Start of RECORDS SHOWN

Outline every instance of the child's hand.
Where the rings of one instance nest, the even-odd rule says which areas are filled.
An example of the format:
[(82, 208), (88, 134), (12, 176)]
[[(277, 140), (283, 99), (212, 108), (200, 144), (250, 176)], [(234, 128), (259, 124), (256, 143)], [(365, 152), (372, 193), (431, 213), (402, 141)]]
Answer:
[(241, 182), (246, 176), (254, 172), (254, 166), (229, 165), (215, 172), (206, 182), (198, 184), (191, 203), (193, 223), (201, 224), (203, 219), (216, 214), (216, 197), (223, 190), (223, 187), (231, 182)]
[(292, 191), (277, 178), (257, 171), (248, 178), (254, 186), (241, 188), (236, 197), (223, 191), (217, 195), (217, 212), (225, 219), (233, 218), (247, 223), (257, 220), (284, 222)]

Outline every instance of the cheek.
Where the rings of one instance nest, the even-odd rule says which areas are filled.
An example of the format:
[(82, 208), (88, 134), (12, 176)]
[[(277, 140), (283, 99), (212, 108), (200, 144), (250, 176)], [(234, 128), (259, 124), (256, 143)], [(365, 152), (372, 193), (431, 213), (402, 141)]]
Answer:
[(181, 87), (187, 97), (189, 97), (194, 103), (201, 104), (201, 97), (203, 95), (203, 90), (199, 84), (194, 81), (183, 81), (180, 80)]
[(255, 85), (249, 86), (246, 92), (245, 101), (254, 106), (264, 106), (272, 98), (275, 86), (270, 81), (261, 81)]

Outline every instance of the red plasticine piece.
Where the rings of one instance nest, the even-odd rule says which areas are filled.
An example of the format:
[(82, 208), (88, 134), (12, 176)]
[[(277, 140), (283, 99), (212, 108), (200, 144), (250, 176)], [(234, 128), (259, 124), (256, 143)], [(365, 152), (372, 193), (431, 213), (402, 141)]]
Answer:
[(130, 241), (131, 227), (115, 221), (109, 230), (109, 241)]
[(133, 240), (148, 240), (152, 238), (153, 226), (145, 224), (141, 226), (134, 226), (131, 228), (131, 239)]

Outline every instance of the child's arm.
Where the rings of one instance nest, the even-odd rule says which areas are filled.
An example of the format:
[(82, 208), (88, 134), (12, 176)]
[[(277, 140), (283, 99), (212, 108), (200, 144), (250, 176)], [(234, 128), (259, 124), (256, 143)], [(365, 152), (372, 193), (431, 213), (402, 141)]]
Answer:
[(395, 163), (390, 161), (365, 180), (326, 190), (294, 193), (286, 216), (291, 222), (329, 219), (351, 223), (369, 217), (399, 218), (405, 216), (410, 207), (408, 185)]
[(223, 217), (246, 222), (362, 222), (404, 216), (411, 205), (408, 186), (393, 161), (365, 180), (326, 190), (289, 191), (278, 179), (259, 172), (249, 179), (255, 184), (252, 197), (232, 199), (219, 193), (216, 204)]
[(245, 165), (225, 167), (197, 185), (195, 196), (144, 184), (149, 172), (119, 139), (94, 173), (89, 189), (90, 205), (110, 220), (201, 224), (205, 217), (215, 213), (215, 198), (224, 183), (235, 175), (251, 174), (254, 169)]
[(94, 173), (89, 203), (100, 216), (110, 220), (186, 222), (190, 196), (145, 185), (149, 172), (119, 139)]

End of RECORDS SHOWN
Start of RECORDS SHOWN

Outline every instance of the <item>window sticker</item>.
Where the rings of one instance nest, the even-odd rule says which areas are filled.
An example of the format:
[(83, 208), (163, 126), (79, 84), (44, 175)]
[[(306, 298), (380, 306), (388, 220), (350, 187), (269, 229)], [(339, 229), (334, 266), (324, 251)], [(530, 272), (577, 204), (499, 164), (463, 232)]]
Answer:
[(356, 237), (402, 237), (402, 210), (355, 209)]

End of RECORDS SHOWN

* _WHAT YOU ARE ASKED TO DO_: Your answer should be a number only: the count of lines above in which the string "Outline" appears.

* _RESPONSE TO THIS TASK_: 5